The idea for a national park had been percolating quietly for more than a decade, but now Kephart seized on it.
“Every moment of his waking life from the mid-1920s to his death (in 1931) was devoted to that cause,” Ellison said. “He had a public persona and he used that to save what he was devoted to.”
Kephart propelled the idea of a national park like no one else could have. He cranked out magazine articles and newspaper columns across the nation. He penned personal letters to politicians and philanthropists. He joined the national park committee and wrote the text of brochures to promote the idea locally.
His writing was eloquent and his pitch was heartfelt, witnessed in this passage from a column that appeared in the Asheville Times.
“When I first came into the Smokies the whole region was one of superb primeval forest. My sylvan studio spread over mountain after mountain, seemingly without end, and it was always clean and fragrant, always vital, growing new shapes of beauty from day to day. The vast trees met overhead like cathedral roofs. I am not a very religious man, but often when standing alone before my Maker in this house not made with hands I bowed my head with reverence and thanked God for His gift of the greatest forest to one who loved it,” Kephart wrote. “Not long ago, I went to that same place again. It was wrecked, ruined, desecrated, turned into a thousand rubbish heaps, utterly vile and mean.”
Kephart likely would have preferred the job of writing behind the scenes, but he was pressed into service to go on the stump as well. Kelly Bennett, whose drug store in Bryson City served as makeshift headquarters for the pro-park movement, bought Kephart a proper suit to wear on a trip to Washington, D.C.
A Kephart critic on other fronts, outdoor writer and Bryson City native Jim Casada finds redemption in Kephart’s role as a “progenitor of the park.”
“His writings carried the concept to the nation. He was doing that in a sense even before the idea of the park’s creation was being bandied about,” Casada said.
Kephart unknowingly laid the groundwork for the park’s creation with Our Southern Highlanders. The book romanticized the region and captured the country’s imagination with a primitive “world apart” within the borders of their own continent.
The national park wouldn’t just preserve the wilderness, but the lifestyle borne from it.
Shaping a strategy
Kephart motivated the nation under the banner of environmental preservation, but his pitch to locals took a different tack: economic prosperity.
“There is a tourist industry coming. Help us save this and you will be the Gateway of the Smokies,” was Kephart’s pitch, says Carden. “Everybody thought they would be the Gateway to the Smokies.”
Carden doesn’t think the tourist industry blossomed as people were promised, at least not in Bryson City, and some held that against Kephart.
§ §
● **Required task**:
Continue the passage about Horace Kephart's campaign for a Smoky Mountains national park from where it stops.

● **Supplied material**:
§ §
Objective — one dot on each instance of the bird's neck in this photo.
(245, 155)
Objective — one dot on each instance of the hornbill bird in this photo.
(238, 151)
§ §
● **Right answer**:
It’s impossible to know whether the Smokies would be here today if not for Kephart. Ellison thinks so, but it would have been far more difficult without the famed author as a spokesman.
There are hints that Kephart grew weary of the fight. In a letter to his son before he died, he described the undertaking as “beset with discouragements of all sorts.” The park’s creation was a certainty by then, and Kephart declared victory in the letter. He added that he would “get out” when the work was done.
Exactly what he meant is a mystery to this day, but Ellison believes Kephart wanted to return to a reclusive life filled with camping and woodcraft.
“It must have been exhausting to him to get involved in a project of that sort,” Ellison said.
Kephart had a secret weapon that kept him going, a friend by the name of George Masa, a nature photographer. Together, they fought for the Smokies: Masa through his stunning photos and Kephart through his writing. They went on long camping adventures through the mountains, mapping peaks and valleys as they went.
“Having somebody to work with, it gave him focus,” Ellison said.
Kephart died in 1931 in an automobile accident outside Bryson City. Kephart hired a taxi driver to take him and a visiting novelist, author of Bloody Ground Fiswoode Tarlton, to the home of a moonshiner. The driver, who likely partook in the goods himself, wrecked the car coming home, killing both Kephart and Tarlton.
A peak in the Smokies was named after Kephart, as was a creek at its base called Kephart Prong.
“He died knowing the park would be a reality,” Ellison said.
While the debate over Kephart’s depiction of the mountaineers will never be settled, he’s been forgiven for his role in creating the park.
“Very gradually, what you do have among a certain number of people in Bryson City is a grudging acknowledgement that Horace had done a good thing, that the creation of the park was a good thing, that it was trading a minor tragedy for a greater good,” Carden said. “They lost their land, but Kephart created a park that was there for all posterity. It’s hard to say when it happened to you, but finally a lot would say he was right. He did a good thing.”
Paying homage to the early park supporters
“When I first came into the Smokies the whole region was one of superb primeval forest. My sylvan studio spread over mountain after mountain, seemingly without end, and it was always clean and fragrant, always vital, growing new shapes of beauty from day to day. The vast trees met overhead like cathedral roofs. I am not a very religious man, but often when standing alone before my Maker in this house not made with hands I bowed my head with reverence and thanked God for His gift of the greatest forest to one who loved it. Not long ago, I went to that same place again. It was wrecked, ruined, desecrated, turned into a thousand rubbish heaps, utterly vile and mean.”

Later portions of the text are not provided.